Userland Memory Management

Why Userland Memory Management?

  • Why discuss user land memory management in an OS course?

  • After all, user land memory management is almost always an implementation detail of a standard library or virtual machine.

  • The reason that this is important is that the OS allocates to user programs memory as units of contiguous virtual pages.

  • The unit of the page is not very useful for many programs. Most programs work in terms of structured objects that are composed of primitive data types and pointers to other structured objects or primitive data types.

Why Userland Memory Management?

  • Because programs need a view of the machine as something other than pages, we can consider the topic of user land memory management as a detail of the virtual machine that the system provides.

  • Because the details of the memory management system differ based on language needs, it is impractical for this component to exist within the operating system implementation.

Heap Management

The Heap

  • The heap is the portion of a process’ memory that is used for data that lives beyond the lifetime of any one function or method. The lifetime of this data is defined by when it is allocated and when the heap manager either explicitly deletes it or garbage collects it.

  • Languages like C or C++ allocate chunks of memory manually through explicit statements like malloc, free, new, delete, etc…

  • Languages like C# or Java allocate chunks of memory through statements like new and deallocate memory with garbage collectors

The Memory Manager

  • The memory manager has the following responsibilities:

    • Manages list of allocated sections of memory

    • Manages list of free regions in memory

    • Allocation - When a program manages memory for an object, the memory manager will find a chunk of contiguous memory at least as large as the object. If not enough contiguous memory is available, it asks the operating system for more heap space

    • Deallocation - When a program deallocates heap memory, the memory manager returns the deallocated space to the free list. Memory is typically not returned to the operating system in most implementations.

Characteristics of Memory Allocation

  • Requests from a program for chunks of the heap are typically not of the same size

  • Deallocation is not predictable. In the stack, memory is allocated and freed in First In Last Out order. This is not true of the heap.

  • Therefore, the memory manager must be prepared to handle requests of differing size in unpredictable order

  • Most of the time, the majority of requests are for small regions of memory that are measured in bytes or kilo-bytes.

Characteristics of Memory Allocation

  • Although not optimal, it is acceptable for an allocator to return a region of memory larger than the requested size.

  • Many allocators will split the heap into buckets of a different chunk sizes.

  • So, for example an allocator may service a request for 31 bytes of memory with a region of memory that is 32 bytes in size.s

Characteristics of a Good Memory Manager

  • Space Efficiency - The memory manager should minimize the total heap needed by a program. This is accomplished by minimizing heap fragmentation.

  • Program Efficiency - Allocations should be arranged in memory to preserve locality

  • Low Overhead - Memory allocations / deallocations are frequent operations in a program. Because of this, the overhead of the memory manager should be minimized. Efficiency for smaller memory allocations should be a priority over efficiency for larger allocations since smaller allocations happen more frequently.

A Refresher on the Memory Hierarchy

  • Memory Type / Memory Size / Access Time

  • Registers / 32 words / 1 ns

  • L1 Cache / 16 - 64KB / 5-10 ns

  • L2 Cache / 128KB - 4MB / 40-60 ns

  • Physical Memory / 512MB - 8GB / 100 - 150 ns

  • Swap File / 512MB - 8GB / 3 - 15 ms

Program Locality

  • Often, programs contain many instructions that are never executed.

SUPPLIED RECORDS:
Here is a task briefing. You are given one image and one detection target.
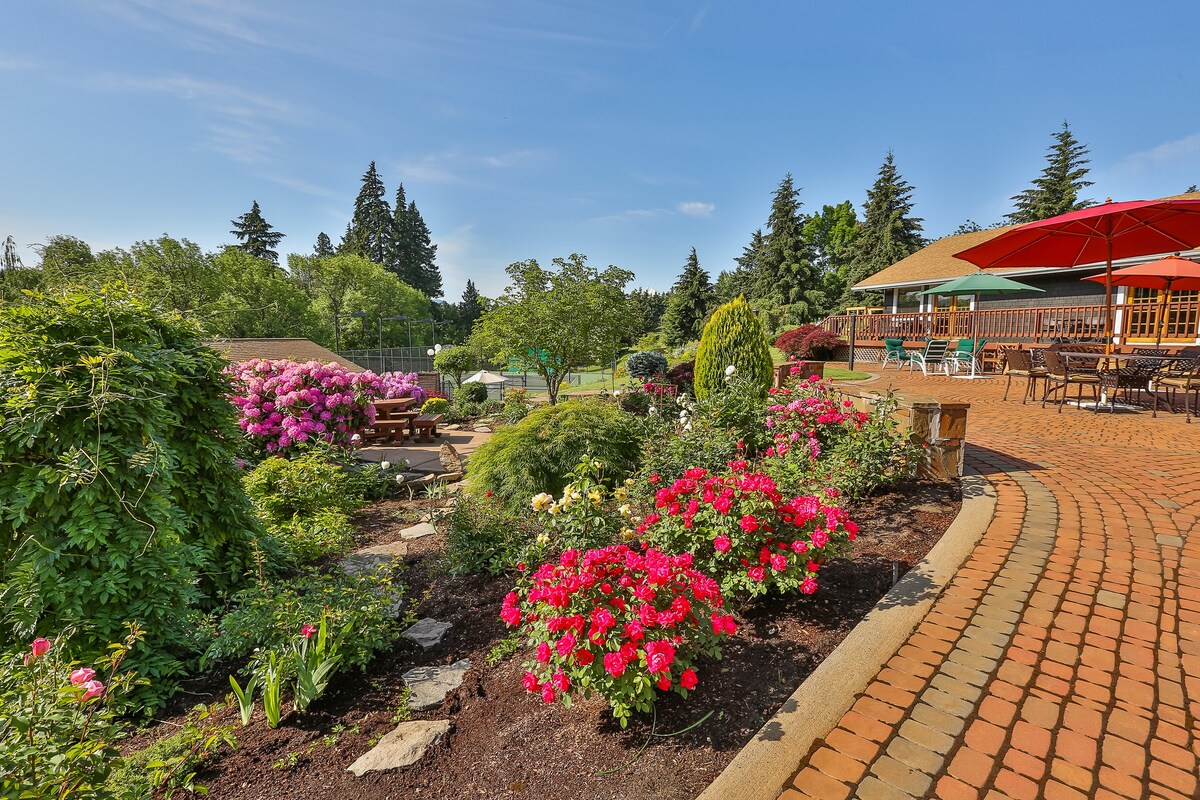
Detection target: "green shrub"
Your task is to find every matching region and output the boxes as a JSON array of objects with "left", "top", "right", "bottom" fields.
...
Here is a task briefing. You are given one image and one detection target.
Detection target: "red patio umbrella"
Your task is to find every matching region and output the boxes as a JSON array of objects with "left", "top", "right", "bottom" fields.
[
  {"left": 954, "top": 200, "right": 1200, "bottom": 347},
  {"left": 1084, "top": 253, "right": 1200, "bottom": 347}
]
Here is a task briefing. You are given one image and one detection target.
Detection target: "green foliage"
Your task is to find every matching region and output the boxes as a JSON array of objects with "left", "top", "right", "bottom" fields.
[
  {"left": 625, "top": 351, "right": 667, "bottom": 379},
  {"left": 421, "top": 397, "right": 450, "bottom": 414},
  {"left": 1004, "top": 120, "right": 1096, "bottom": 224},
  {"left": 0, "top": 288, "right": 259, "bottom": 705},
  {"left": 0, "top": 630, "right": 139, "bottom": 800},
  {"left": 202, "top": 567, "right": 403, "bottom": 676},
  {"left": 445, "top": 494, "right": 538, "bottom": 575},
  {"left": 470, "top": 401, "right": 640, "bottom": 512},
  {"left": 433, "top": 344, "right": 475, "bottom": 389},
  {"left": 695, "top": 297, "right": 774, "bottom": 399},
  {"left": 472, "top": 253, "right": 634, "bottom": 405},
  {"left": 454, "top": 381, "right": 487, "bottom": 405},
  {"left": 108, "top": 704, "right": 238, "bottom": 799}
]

REQUIRED TASK: Reproduce the stretch of the notes on userland memory management that begins at the words "Characteristics of a" and stops after "happen more frequently.", word for word.

REPLY TO THE TASK:
Characteristics of a Good Memory Manager

  • Space Efficiency - The memory manager should minimize the total heap needed by a program. This is accomplished by minimizing heap fragmentation.

  • Program Efficiency - Allocations should be arranged in memory to preserve locality

  • Low Overhead - Memory allocations / deallocations are frequent operations in a program. Because of this, the overhead of the memory manager should be minimized. Efficiency for smaller memory allocations should be a priority over efficiency for larger allocations since smaller allocations happen more frequently.